— Start of Input records —

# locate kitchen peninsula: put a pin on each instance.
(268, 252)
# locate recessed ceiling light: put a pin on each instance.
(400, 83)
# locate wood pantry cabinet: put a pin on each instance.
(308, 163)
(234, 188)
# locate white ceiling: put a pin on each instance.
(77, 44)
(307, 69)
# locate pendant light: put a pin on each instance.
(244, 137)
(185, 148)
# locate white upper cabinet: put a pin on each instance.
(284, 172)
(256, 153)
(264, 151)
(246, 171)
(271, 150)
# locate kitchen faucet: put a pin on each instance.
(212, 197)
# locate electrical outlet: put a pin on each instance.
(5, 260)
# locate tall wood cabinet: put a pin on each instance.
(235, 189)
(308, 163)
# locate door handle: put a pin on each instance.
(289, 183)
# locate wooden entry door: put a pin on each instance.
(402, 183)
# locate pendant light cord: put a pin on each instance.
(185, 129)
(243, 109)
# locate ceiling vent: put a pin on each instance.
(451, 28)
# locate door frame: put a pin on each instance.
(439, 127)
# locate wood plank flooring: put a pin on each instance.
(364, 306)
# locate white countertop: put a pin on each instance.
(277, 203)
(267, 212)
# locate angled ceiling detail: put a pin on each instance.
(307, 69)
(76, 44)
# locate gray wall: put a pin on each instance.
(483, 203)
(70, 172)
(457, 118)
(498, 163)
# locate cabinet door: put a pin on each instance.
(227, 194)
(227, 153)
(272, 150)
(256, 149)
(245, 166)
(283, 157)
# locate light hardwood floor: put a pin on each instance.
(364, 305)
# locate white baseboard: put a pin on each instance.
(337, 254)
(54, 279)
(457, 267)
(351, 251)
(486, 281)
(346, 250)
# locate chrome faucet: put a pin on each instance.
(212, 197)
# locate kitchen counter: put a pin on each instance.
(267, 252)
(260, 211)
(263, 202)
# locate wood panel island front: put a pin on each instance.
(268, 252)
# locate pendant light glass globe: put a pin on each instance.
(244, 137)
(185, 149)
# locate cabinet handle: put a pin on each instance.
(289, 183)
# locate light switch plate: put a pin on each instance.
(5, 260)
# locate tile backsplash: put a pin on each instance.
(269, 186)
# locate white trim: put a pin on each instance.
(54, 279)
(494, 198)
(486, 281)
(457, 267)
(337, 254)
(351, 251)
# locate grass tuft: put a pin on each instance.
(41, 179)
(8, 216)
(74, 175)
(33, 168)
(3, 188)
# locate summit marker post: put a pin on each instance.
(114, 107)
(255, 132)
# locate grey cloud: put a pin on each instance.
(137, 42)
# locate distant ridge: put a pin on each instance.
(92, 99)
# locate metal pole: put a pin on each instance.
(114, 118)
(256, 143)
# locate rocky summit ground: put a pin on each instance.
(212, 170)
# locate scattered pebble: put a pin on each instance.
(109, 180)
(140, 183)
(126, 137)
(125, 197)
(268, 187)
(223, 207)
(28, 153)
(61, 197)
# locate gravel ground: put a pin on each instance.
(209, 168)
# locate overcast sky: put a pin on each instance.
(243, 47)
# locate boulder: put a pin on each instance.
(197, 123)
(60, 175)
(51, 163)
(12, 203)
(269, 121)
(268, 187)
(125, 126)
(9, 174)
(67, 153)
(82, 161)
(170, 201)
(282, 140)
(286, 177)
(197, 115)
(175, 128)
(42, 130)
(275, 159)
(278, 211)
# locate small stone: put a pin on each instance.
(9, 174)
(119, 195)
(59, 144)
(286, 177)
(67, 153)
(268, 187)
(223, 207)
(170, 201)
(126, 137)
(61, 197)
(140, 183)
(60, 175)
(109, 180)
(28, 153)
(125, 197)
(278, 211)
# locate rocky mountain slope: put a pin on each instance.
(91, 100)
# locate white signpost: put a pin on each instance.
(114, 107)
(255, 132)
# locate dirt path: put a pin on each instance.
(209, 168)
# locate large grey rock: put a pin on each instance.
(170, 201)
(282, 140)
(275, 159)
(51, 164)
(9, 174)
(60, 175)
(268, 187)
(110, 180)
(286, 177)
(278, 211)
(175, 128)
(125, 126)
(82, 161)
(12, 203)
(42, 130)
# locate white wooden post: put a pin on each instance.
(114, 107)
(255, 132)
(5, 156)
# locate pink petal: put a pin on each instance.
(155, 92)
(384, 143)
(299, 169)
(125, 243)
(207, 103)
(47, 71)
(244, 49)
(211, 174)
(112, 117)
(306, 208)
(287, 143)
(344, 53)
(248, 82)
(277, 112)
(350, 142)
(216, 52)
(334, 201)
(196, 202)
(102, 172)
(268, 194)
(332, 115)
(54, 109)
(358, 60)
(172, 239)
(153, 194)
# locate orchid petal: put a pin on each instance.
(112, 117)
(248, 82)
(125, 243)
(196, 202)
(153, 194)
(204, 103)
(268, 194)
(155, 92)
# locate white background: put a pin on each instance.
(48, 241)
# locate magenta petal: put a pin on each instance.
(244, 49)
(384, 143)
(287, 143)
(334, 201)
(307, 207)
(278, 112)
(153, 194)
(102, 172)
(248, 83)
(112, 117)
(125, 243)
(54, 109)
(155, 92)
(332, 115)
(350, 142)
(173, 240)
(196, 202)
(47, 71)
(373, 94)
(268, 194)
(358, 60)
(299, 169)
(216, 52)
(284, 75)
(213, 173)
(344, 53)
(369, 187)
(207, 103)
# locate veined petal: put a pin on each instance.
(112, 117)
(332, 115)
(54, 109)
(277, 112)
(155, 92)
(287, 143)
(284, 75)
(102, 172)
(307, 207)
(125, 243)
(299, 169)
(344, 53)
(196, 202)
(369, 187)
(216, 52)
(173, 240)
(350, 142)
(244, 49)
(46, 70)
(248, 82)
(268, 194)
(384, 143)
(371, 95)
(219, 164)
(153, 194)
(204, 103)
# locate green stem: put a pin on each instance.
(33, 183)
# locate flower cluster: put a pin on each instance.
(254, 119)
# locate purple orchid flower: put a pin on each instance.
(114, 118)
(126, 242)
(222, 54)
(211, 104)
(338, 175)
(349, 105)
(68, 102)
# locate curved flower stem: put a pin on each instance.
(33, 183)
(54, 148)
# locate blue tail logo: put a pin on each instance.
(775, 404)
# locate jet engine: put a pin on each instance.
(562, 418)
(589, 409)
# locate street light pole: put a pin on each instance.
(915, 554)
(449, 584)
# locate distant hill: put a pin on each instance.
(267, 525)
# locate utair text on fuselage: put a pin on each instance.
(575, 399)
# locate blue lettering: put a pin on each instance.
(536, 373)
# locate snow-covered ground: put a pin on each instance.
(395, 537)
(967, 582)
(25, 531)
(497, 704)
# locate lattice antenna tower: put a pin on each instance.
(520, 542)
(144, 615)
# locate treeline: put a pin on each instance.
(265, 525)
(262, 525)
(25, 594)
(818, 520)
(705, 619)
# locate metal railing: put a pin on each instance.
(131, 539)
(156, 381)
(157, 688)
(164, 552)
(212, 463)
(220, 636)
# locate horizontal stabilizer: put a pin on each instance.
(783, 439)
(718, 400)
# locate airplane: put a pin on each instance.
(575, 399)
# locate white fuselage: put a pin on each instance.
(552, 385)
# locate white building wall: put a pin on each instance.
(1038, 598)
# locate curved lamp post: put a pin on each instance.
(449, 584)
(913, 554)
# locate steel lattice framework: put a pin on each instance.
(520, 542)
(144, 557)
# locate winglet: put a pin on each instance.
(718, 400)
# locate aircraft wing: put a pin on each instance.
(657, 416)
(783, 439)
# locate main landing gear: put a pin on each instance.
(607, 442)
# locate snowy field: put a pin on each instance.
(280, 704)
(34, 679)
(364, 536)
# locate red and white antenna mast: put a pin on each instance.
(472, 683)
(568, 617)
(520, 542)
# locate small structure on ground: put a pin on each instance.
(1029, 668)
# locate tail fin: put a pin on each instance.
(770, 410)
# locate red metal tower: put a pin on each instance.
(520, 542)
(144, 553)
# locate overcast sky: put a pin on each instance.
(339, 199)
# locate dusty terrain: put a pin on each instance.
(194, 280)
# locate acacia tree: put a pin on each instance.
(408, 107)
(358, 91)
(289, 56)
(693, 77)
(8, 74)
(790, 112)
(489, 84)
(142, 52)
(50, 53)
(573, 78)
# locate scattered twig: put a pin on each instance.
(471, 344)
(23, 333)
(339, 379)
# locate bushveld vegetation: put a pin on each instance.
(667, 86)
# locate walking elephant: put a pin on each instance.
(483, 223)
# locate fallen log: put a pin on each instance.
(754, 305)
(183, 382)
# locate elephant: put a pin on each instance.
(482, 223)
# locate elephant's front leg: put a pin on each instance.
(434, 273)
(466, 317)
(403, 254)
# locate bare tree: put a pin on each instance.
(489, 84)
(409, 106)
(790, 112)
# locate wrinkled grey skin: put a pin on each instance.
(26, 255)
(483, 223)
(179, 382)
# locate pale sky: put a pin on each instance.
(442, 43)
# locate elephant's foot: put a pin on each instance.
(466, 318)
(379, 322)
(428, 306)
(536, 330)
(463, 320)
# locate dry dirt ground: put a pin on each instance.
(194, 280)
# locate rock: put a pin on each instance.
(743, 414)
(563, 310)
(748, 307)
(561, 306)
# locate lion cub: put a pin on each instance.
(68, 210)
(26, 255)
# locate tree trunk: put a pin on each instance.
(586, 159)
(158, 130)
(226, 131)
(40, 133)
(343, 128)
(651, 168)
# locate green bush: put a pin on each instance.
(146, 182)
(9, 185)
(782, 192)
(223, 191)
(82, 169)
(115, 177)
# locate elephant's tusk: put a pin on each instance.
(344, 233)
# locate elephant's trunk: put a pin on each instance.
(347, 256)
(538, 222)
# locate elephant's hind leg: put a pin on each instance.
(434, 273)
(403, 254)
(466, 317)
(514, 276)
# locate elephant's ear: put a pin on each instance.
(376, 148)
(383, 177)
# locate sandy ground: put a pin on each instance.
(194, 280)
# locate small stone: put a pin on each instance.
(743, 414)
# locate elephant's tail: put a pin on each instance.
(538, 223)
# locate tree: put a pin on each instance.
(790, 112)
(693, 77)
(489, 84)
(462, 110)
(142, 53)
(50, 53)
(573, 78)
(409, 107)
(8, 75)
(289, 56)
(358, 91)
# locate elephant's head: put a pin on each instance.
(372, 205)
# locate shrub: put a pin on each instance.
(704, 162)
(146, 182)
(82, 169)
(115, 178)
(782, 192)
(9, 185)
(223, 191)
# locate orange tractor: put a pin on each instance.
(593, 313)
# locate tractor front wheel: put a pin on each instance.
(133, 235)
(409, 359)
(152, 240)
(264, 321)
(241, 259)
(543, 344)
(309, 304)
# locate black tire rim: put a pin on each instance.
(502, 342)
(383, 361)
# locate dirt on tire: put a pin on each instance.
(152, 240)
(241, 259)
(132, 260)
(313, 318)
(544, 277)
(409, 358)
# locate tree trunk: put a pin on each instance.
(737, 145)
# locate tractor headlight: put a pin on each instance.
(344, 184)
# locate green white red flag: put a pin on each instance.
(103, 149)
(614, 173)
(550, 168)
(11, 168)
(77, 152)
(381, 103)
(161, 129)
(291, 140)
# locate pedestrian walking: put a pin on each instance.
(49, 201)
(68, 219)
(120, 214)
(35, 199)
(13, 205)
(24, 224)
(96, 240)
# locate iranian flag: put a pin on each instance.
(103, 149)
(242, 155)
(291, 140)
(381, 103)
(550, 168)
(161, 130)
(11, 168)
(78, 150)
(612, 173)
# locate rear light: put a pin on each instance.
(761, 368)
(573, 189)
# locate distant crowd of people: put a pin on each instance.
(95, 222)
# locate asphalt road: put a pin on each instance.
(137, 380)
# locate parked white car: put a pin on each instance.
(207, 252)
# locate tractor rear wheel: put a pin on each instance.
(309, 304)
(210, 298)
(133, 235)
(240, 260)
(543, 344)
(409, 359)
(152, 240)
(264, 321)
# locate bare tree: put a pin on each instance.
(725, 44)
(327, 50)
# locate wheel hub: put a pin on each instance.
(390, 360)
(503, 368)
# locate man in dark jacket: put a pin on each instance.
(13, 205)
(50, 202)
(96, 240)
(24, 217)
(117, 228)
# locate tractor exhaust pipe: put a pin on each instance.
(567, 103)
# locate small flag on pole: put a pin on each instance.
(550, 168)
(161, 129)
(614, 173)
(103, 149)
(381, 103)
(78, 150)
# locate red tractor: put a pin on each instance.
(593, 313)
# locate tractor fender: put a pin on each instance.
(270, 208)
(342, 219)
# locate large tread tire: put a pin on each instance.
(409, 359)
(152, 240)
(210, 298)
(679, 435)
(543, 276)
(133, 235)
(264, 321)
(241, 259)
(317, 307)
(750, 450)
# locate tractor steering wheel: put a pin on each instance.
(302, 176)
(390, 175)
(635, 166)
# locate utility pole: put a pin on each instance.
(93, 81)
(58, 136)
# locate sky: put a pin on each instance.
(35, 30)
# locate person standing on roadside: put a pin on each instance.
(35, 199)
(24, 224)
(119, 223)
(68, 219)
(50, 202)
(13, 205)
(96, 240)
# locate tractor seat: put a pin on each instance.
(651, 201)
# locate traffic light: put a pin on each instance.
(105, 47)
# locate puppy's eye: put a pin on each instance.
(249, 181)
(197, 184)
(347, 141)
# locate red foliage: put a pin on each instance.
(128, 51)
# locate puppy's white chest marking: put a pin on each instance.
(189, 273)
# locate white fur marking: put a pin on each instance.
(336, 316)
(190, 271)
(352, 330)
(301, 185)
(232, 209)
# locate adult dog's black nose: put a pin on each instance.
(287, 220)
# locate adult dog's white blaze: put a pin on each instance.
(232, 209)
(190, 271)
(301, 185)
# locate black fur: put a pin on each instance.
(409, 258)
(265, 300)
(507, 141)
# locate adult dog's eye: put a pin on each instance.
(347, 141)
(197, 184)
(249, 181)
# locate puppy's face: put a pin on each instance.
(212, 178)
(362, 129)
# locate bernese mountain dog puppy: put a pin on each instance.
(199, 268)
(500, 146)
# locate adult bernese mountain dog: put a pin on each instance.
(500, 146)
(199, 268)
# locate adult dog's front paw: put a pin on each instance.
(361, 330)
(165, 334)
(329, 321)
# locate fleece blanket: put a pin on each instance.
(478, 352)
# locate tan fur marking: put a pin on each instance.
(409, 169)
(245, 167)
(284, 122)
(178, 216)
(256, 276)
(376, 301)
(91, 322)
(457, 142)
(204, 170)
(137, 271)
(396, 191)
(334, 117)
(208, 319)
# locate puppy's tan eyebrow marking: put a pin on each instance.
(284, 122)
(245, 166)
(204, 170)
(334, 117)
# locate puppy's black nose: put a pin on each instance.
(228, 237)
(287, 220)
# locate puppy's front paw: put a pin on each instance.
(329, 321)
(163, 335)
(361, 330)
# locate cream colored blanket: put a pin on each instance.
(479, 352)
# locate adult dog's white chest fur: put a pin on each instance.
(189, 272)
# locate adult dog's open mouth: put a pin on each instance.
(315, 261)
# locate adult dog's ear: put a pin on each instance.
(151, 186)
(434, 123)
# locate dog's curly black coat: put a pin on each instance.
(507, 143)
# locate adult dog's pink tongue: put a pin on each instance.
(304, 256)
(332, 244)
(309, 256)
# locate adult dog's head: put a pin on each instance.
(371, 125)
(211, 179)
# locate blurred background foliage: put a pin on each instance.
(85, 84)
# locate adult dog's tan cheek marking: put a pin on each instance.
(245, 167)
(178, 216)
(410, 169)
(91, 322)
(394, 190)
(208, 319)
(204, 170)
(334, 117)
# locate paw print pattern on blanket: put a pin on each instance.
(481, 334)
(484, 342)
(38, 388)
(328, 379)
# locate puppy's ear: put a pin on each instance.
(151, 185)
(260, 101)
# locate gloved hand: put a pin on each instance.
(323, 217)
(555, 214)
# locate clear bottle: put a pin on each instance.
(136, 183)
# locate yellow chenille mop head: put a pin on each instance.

— End of Input records —

Aim of the exercise — Output the line containing "# locate adult dog's pink" and all lines after it to the end of the records, exactly as given.

Exercise response —
# locate adult dog's pink tongue: put a pin on each instance.
(304, 256)
(332, 244)
(309, 256)
# locate adult dog's head: put a pin on each instance.
(371, 125)
(211, 179)
# locate blurred background foliage: put a pin on each instance.
(85, 84)
# locate adult dog's tan cheek marking: put a pin on each instance.
(245, 167)
(178, 216)
(410, 169)
(91, 322)
(394, 190)
(208, 319)
(204, 170)
(334, 117)
# locate paw print pattern on blanket: put a pin on each instance.
(481, 334)
(484, 342)
(38, 388)
(328, 379)
# locate puppy's ear: put a pin on each instance.
(151, 185)
(260, 101)
# locate gloved hand: put a pin on each instance.
(323, 217)
(555, 214)
# locate clear bottle: put a pin on each instance.
(136, 183)
# locate yellow chenille mop head: put a pin on each instance.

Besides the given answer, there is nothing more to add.